◆ Phrase grounding data
%%

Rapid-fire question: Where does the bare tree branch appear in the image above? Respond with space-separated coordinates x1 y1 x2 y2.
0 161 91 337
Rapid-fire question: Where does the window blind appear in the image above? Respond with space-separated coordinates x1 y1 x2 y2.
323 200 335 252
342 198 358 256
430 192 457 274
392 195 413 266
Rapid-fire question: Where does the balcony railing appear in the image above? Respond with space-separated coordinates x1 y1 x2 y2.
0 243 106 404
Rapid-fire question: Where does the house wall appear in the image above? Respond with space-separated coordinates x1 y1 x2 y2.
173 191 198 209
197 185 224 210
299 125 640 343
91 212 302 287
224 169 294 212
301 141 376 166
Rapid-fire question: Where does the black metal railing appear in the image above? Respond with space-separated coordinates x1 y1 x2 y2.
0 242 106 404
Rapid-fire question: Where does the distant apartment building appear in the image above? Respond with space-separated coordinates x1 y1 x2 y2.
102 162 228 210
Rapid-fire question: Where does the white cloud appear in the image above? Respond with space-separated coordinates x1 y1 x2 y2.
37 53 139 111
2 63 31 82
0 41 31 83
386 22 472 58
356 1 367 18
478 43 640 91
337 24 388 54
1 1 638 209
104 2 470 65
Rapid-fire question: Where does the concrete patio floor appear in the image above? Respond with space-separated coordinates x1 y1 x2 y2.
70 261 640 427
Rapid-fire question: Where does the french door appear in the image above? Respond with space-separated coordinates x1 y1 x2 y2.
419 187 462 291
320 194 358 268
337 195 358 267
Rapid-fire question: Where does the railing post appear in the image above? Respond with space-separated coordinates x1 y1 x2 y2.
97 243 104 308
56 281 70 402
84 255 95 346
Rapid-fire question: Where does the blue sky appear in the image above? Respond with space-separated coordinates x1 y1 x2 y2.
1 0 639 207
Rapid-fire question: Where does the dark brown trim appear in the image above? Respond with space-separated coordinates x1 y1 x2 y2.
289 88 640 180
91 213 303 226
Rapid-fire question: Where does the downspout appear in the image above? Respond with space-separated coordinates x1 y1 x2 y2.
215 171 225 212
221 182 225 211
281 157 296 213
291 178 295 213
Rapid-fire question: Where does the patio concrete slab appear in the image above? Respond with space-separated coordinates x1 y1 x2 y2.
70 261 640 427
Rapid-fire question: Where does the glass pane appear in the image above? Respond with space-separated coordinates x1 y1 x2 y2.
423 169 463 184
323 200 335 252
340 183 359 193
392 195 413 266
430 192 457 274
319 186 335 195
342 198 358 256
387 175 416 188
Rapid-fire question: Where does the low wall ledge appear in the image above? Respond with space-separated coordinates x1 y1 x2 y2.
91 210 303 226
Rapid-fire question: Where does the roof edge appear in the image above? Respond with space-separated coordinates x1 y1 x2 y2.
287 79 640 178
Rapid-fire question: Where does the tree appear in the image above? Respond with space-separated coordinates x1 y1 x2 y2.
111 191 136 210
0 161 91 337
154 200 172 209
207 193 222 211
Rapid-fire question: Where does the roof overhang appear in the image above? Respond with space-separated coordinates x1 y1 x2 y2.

%%

◆ WHAT IS REQUIRED
In this exercise, repeat the entries above verbatim.

◆ SOLUTION
Rapid-fire question: Where does the bare tree branch appear in the image above? Respond with space-separated coordinates x1 y1 x2 y2.
0 161 91 337
Rapid-fire question: Where does the window blind appear in the image above? Respond with space-separated coordinates x1 y1 x2 y2.
323 200 335 252
342 198 358 256
430 192 457 274
392 195 413 266
Rapid-fire question: Where does the balcony railing appear in the image above? Respond with space-separated coordinates x1 y1 x2 y2.
0 243 106 404
Rapid-fire question: Where does the house wall appear in the image above? Respond with space-separated coordinates x1 y1 x2 y2.
173 191 198 209
197 185 224 210
299 125 640 343
91 212 302 287
224 169 294 212
301 141 376 166
Rapid-fire question: Where does the black metal railing appear in the image above? Respond with space-separated coordinates x1 y1 x2 y2.
0 242 106 404
Rapid-fire question: Where does the distant apartment building appear in the image above? Respond with space-separated coordinates x1 y1 x2 y2.
102 162 228 210
Rapid-fire question: Where does the white cloud appear in the image above? Respond with space-separated coordinates x1 y1 x2 y2.
37 53 139 111
2 63 31 82
0 41 31 83
386 22 472 58
356 1 367 18
478 43 640 91
337 24 388 54
1 1 638 209
104 2 470 65
Rapid-fire question: Where does the concrete patio floor appear in the image above? Respond with space-separated coordinates x1 y1 x2 y2.
70 261 640 427
Rapid-fire question: Where does the french door appear in the image above? Respond with space-separated coordinates x1 y1 x2 y2.
419 187 462 291
320 194 358 268
337 195 358 267
Rapid-fire question: Where does the railing post appear in the image above? Respond with space-separated coordinates x1 y1 x2 y2.
97 243 104 308
56 281 70 402
84 255 95 346
Rapid-fire question: Where does the blue sky appear in the image above? Respond with space-separated coordinates x1 y1 x2 y2.
1 0 639 207
Rapid-fire question: Where does the dark brown trim appear in the image above? Respond with space-separated coordinates x1 y1 x2 y2.
289 88 640 180
91 213 303 226
Rapid-fire question: Where does the downspout appear in the image above? Respond with space-separated coordinates x1 y1 x2 y2.
215 171 225 212
221 182 225 211
281 157 296 213
291 178 295 213
Rapid-fire question: Where does the patio concrete slab appear in the image above? Respond with space-separated coordinates x1 y1 x2 y2.
70 261 640 427
Rapid-fire question: Where does the glass pane appear in the image above? Respond with space-separated coordinates x1 y1 x2 y2.
423 169 463 184
323 200 335 252
340 183 359 193
392 195 413 266
430 192 457 274
319 186 335 195
342 198 358 256
387 175 416 188
Rapid-fire question: Where does the low wall ledge appear in the image above? Respond with space-separated coordinates x1 y1 x2 y2.
91 210 303 226
Rapid-fire question: Where does the roof edge appear in the image above? Respond with space-separated coordinates x1 y1 x2 y2.
287 79 640 178
Rapid-fire question: Where does the tree appear in the image above? Respond with space-separated coordinates x1 y1 x2 y2.
111 191 136 210
0 161 91 337
154 200 172 209
207 193 222 211
Rapid-fire question: Where does the roof overhang appear in the image above? Respond with space-separated coordinates x1 y1 x2 y2.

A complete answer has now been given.